#### [Metin bölümü]
▬▬▬▬▬▬
Connect with us
Örnek Resim Örnek Resim

Dünya

Özersay: Aldığımız karar, bir başlangıçtır

Published

on

Halkın Partisi (HP) Genel Başkanı Kudret Özersay, demokrasiyi, halk iradesini, bağımsızlığı, devleti ve devletin itibarını önemsedikleri için sine-i millet kararı aldıklarını belirterek, bu kararı “işaret fişeği ve başlangıç” olarak niteledi.

HP’den yapılan açıklamaya göre, Kudret Özersay, Parti Meclisi’nin HP’li milletvekillerin görevlerinden istifa etmesini içeren sine-i millet kararı hakkında açıklama yaptı.

Özersay, demokrasiyi, halk iradesini, bağımsızlığı, devleti ve devletin itibarını önemsedikleri için sine-i millet kararı aldıklarını belirterek, yaşanılan süreçte tüm bu değerlerin yıpratıldığını savundu. Özersay, “Bunun önüne geçmek ve toplumu da tepki vermeye teşvik etmek için bir işaret fişeğine ihtiyaç vardı. Yaptığımız bir işaret fişeğidir, başlangıçtır. Esas önemli olan bunun ertesinde yapılacak olanlardır. Örgütlü bir biçimde tepki vermek, sıkıntıların gerçek nedenlerini tartışmaya teşvik etmek, oluşacak kamuoyuyla iradenin daha yüksek katılımla sandığa yansıyacağı bir seçimi zorlamak adımıdır bu aynı zamanda” ifadelerini kullandı.

Parti Meclisi’nin almış olduğu sine-i millet kararının milletvekilliğinden istifa etmekten ibaret olmadığını, bundan sonra atılacak adımların büyük önem taşıdığını vurgulayan Özersay, halktan hükümet kurmak için yetki almayan birinin Başbakan olmasının ve Türkiye ile ilişkilerin yanlış zeminde şekillenmesinin ülkedeki krizi derinleştirdiğini savundu.
▬▬▬▬▬▬
#### [Kaynak malzeme]

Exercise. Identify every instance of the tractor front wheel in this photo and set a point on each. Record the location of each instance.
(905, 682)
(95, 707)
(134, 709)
▬▬▬▬▬▬
#### [Görevleriniz]
**a)** Özersay haberindeki şu cümleyi İngilizceye çevirin: "HP’den yapılan açıklamaya göre, Kudret Özersay, Parti Meclisi’nin HP’li milletvekillerin görevlerinden istifa etmesini içeren sine-i millet kararı hakkında açıklama yaptı."
**b)** Özersay haberinde "HP’den yapılan açıklamaya" ile "hakkında açıklama yaptı." arasındaki bölümü, bu iki ifade de dahil olmak üzere harfi harfine tekrar yazın.

#### [Yanıt listesi]
**a)** According to the statement issued by the HP, Kudret Özersay spoke about the Party Assembly's decision to return to the nation, which involves the HP deputies resigning from their posts.

**b)**
HP’den yapılan açıklamaya göre, Kudret Özersay, Parti Meclisi’nin HP’li milletvekillerin görevlerinden istifa etmesini içeren sine-i millet kararı hakkında açıklama yaptı.